- Provided passage:

Ask any wireless-side technologist how they explain 5G to their bosses. A bemused look of exasperation tends to happen, followed by some variation of this: “I tell them, it’s easy! 5G is everything! Let the imagination run wild!”
Let’s start with what 5G isn’t. It isn’t 5 GHz (GigaHertz, which is a frequency/spectrum thing.) It isn’t 5 Gbps (Gigabits per second, which is a speed/throughput thing.) No, the “G” in “5G” stands for “generation.” Fifth generation. Of what? Of mobile stuff.
The main reason why 5G keeps showing up, as “opportunity” and “threat,” is its architecture: Highly distributed, small cells, running a mix of licensed and unlicensed spectrum. If that smells a lot like HFC (hybrid fiber/coax) to you, take the rest of the day off! Because you’re right.
Depending on who’s talking, here’s a sampling of what 5G will do for our mobile lives:
- Retool the airwaves into Gigabit spigots.
- Serve as connective tissue for the Internet of Things.
- Sensor-reading, machine-to-machine, low power WANs, sure, why not?
People who consider 5G a threat worry that it could replace the “last mile,” as in, the part of the plant that connects homes to headends. Allow us to quote Balan Nair, CTO of Liberty Global, about that potential: “Total bullshit.”
People who see 5G as an opportunity are the same people who point out that every single wireless thing in the world needs a wire, some of the time. Plus, 5G is coming out of the mobile industry, which is already a bestie in the frenemy category, thanks to those established relationships with operators for cellular backhaul. The point: All those little 5G cells will need backhaul, too.
One way to look at how 5G might intersect with the wired world is to pick a place, and compare the blueprint of its cellular network, with a blueprint of an HFC network in that same area. What would it take for a mobile carrier to light up a 5G small cell overlay?

- Records provided:
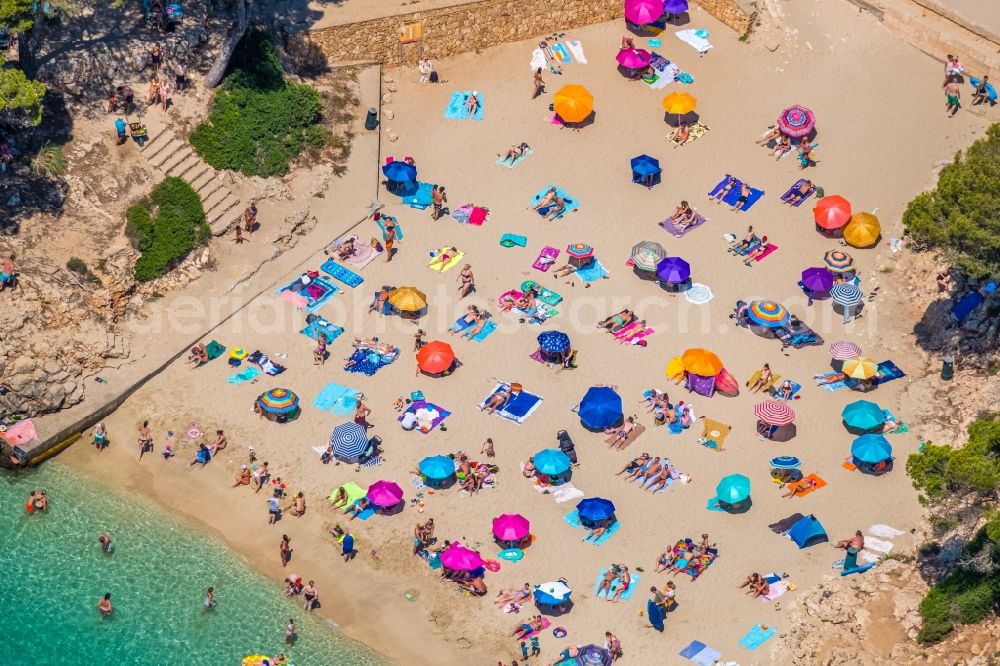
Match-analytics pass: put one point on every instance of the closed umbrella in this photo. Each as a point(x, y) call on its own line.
point(551, 462)
point(863, 415)
point(871, 448)
point(573, 103)
point(733, 489)
point(435, 357)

- Exercises:
1. Reproduce the 5G article word for word between "The main reason" and "sure, why not?", inclusive.
2. Condense the paragraph of the 5G article that begins "People who see 5G as an opportunity" into two or three short bullet points.
3. Write the next few paragraphs of the 5G article, picking up after its final sentence.
You can disregard the lines; they aren't needed for this work.

- Exercise answers:
1.
The main reason why 5G keeps showing up, as “opportunity” and “threat,” is its architecture: Highly distributed, small cells, running a mix of licensed and unlicensed spectrum. If that smells a lot like HFC (hybrid fiber/coax) to you, take the rest of the day off! Because you’re right.
Depending on who’s talking, here’s a sampling of what 5G will do for our mobile lives:
- Retool the airwaves into Gigabit spigots.
- Serve as connective tissue for the Internet of Things.
- Sensor-reading, machine-to-machine, low power WANs, sure, why not?

2.
- Those who see 5G as an opportunity note that every wireless thing needs a wire some of the time.
- 5G comes from the mobile industry, which already works with operators on cellular backhaul.
- All the small 5G cells will also need backhaul.

3.
Determine the radius of the 5G radio / the small cell. How small is small? Millimeter wave radios, because they live way up in the Extremely High Frequency (EHF) zone, don’t go very far. Estimates vary (predictably), but somewhere between 100 and 300 meters is conceivable.
Step 2: Figure out the how many small cells will be needed, based on how many people/devices are already inside that footprint. Let’s say it’s Denver. Let’s also say that mobile carriers here service the city’s 650,000-ish inhabitants with 100 macro cells (which is a total guess.)
The point is that “densifying” that mobile footprint for 5G will likely involve an order of magnitude increase in small cells. Like if it’s 100 macro cells now, for 3G-4G, ball parking 1,000 small cells for 5G is, as they say, close enough for horseshoes.
When might you see 5G, like in your hand, working? Standards bodies -- plural -- are working on 5G, from the traditional mobile side, and the WiFi side. If the standards finalize by mid-2018, plus another 1.5 year-ish margin for silicon development and manufacturing, 5G looks like a 2020 thing. So we have three years to see which of its many tangents win, lose, or draw.